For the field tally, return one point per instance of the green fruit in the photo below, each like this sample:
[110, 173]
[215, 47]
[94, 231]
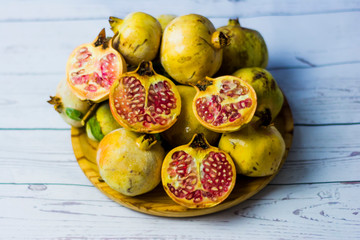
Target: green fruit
[187, 125]
[247, 48]
[101, 123]
[68, 105]
[137, 37]
[256, 151]
[129, 162]
[191, 49]
[269, 96]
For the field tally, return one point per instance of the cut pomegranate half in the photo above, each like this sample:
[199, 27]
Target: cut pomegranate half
[224, 104]
[144, 101]
[93, 67]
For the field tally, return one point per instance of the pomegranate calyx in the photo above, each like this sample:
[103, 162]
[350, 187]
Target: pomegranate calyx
[115, 23]
[199, 141]
[265, 117]
[145, 68]
[219, 40]
[146, 141]
[202, 85]
[234, 22]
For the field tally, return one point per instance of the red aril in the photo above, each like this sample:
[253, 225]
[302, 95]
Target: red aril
[144, 101]
[224, 104]
[198, 175]
[93, 67]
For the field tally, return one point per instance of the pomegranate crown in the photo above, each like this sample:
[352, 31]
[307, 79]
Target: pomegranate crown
[199, 141]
■ ■ ■ ■
■ **Task to complete**
Only the text of the entries above, transcribed exactly, should be given; leave out pictures.

■ **Answer area**
For the field tally, return one point per instance of the green fruit in the photo below, each like this sample:
[110, 173]
[215, 47]
[94, 231]
Target: green fruit
[187, 125]
[247, 48]
[101, 123]
[68, 105]
[137, 37]
[256, 151]
[129, 162]
[191, 49]
[269, 96]
For the field tally, return one point per instance of the cut pomegranate half in the photo above, each like this sample:
[199, 27]
Target: cut pomegranate half
[224, 104]
[144, 101]
[93, 67]
For the field tally, return one point per instance of the pomegranate calyx in the photo above, each like this sample:
[103, 162]
[350, 187]
Target: pomegranate calyx
[115, 23]
[199, 141]
[265, 117]
[145, 68]
[219, 40]
[146, 141]
[202, 85]
[234, 22]
For the field tally, return one point per instance of the red aril in the photo above, each like this sample:
[253, 225]
[302, 95]
Target: red aril
[144, 101]
[224, 104]
[198, 175]
[93, 67]
For the field tally, return one point per instance of the pomegranate crown in the photo above, each like this sample:
[352, 31]
[307, 79]
Target: pomegranate crown
[199, 141]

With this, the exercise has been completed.